**Reading passage**

After importing these libraries we will specify the path for the data directory and also for test data and train data.

data_dir = 'PATH TO DATA' 
os.listdir(data_dir)  
test_p = data_dir+'/test_set/'
train_p = data_dir+'/training_set/'

We need to make sure that all the images have same have dimensions and for that we would be first initialising two empty arrays where would be storing the dimensions of each image and then finally check if all the dimensions are same.

dimension1 = []
dimension2 = []
for i_file in os.listdir(test_p+'cats'):
	img= imread(test_p+'cats/'+i_file)
	x,y,colors = img.shape
	dimension1.append(x)
	dimension2.append(y)

In order to get the same dimensions for all the images we would use the concept of np.mean() to calculate the mean value and apply it to every image in the image_shape variable that we have defined. . One thing that you should be familiar with is that the last parameter of image_shape which we have defined as 3, it basically means that we have colored images also which are made of the RGB. In case we are working with black and white images, we would have gone for 1.

print(np.mean(dimension1))
print(np.mean(dimension2)) 
image_shape = (math.ceil(np.mean(dimension1)),math.ceil(np.mean(dimension2)),3)

We also want to make sure that our final model should be tough enough to deal with the situations where it hasn't seen a particular image before and for that purpose we will be using the technique of data manipulation which includes resizing , rotating and scaling our images. For this purpose we would be using ImageDataGenerator. This would us allow to generate more data automatically without having to grab more data from different sources.

image_gen =
ImageDataGenerator(rotation_range=10,width_shift_range=0.10,height_shift_range=0.10,rescale=1/255)
print(image_gen.flow_from_directory(train_p))
print(image_gen.flow_from_directory(test_p))

The first parameter which we have defined is the rotation_range which allows us to rotate the images up to a certain limit. We also used width_shift_range feature which will shift the width of the picture by some specified percentage and height_shift_range which will stretch out the images . Finally in order to rescale the images we used the rescale feature which is responsible for rescaling the images to values between 0 and 1 if we had values between 1 and 255. Now there are other features also such as zoom_range which could zoom into the image and sheer_range which would help us in cutting off a portion of the image.

**Exercise instructions**
Write the next part of the Keras image-classification tutorial, picking up after its final sentence.

**Information supplied**
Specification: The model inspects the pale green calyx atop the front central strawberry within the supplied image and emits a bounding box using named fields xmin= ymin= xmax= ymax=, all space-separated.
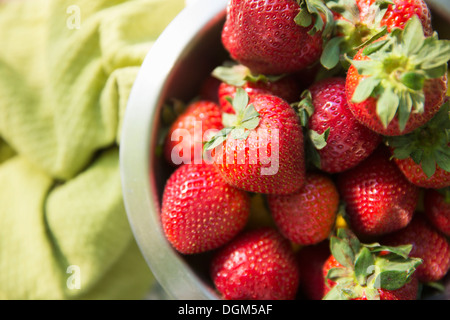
xmin=203 ymin=87 xmax=260 ymax=150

**Output of the task**
We can have a look at it by call random_transform() on the image_gen. For the next step we already have all the images in different folders representing each class, so we could go ahead with flow_from_directory() which is responsible for generating batches of the augmented data.

Training Phase

Finally, we can now define and train our model. To start with this, we will have to define the type of model and in this case we are going to use the Sequential model from Keras which is just a list of layers we define.

model = Sequential()

After specifying the model, we will start inserting the layers. First of all we will add a Conv2D layer where we four main parameters:

filters: The common way to predict the filter is the complexity of the tasks that your are performing. This is generally in the power of 2 i.e. 32, 64, 128 etc. For now we will go with 32.
kernel_size: It also depends on the type of the data you are performing on. A typical recommendation is to start with (4,4).
input_shape: This determines the shape of the input image and we will assign the image_shape variable which we had defined earlier.
activation: We need to specify the activation function we are gonna use and for this purpose we will use 'relu' which is Rectified Linear Unit.

Next layer would be MaxPool2D() where we have only one parameter to define which is pool size.

model.add(Conv2D(filters=32, kernel_size=(3,3),input_shape=image_shape, activation='relu',))
model.add(MaxPooling2D(pool_size=(2, 2)))
model.add(Conv2D(filters=64, kernel_size=(3,3),input_shape=image_shape, activation='relu',))
model.add(MaxPooling2D(pool_size=(2, 2)))
model.add(Conv2D(filters=64, kernel_size=(3,3),input_shape=image_shape, activation='relu',))
model.add(MaxPooling2D(pool_size=(2, 2)))

After this series of Conv2D layer and MaxPool2D layers, we will have to flatten out the images in order to get a single array of the Data Points and add a Dense Layer of 128 neurons with 'relu' activation function.

model.add(Flatten())
model.add(Dense(128))
model.add(Activation('relu'))

In order to prevent overfitting we would make use of Dropout layer where we would be turning off half of neurons randomly and after that add another Dense Layer with 1 neuron with sigmoid function since we have only one output.

model.add(Dropout(0.5))
model.add(Dense(1))
model.add(Activation('sigmoid'))

Now we are ready to compile the model where would we be choosing 'binary_crossentropy' as loss and 'adam' as our optimser. We also need to make sure that our model doesn't overfit while performing the iterative method of training and for that purpose we will use the process of EarlyStopping and define it using the variable early_stop.

model.compile(loss='binary_crossentropy', optimizer='adam', metrics=['accuracy'])
early_stop = EarlyStopping(monitor='val_loss',patience=2)

After this we will define the batch_size which in our case if 16 and then create two generators from above i.e. train_gen and test_gen using the flow_from_directory method. We can now advance to the final step which is model.fit_generator which will train our model and hence we can save it to make the predictions afterwards.

batch_size = 16
train_image_gen = image_gen.flow_from_directory(train_p, target_size=image_shape[:2], color_mode='rgb', batch_size=batch_size, class_mode='binary')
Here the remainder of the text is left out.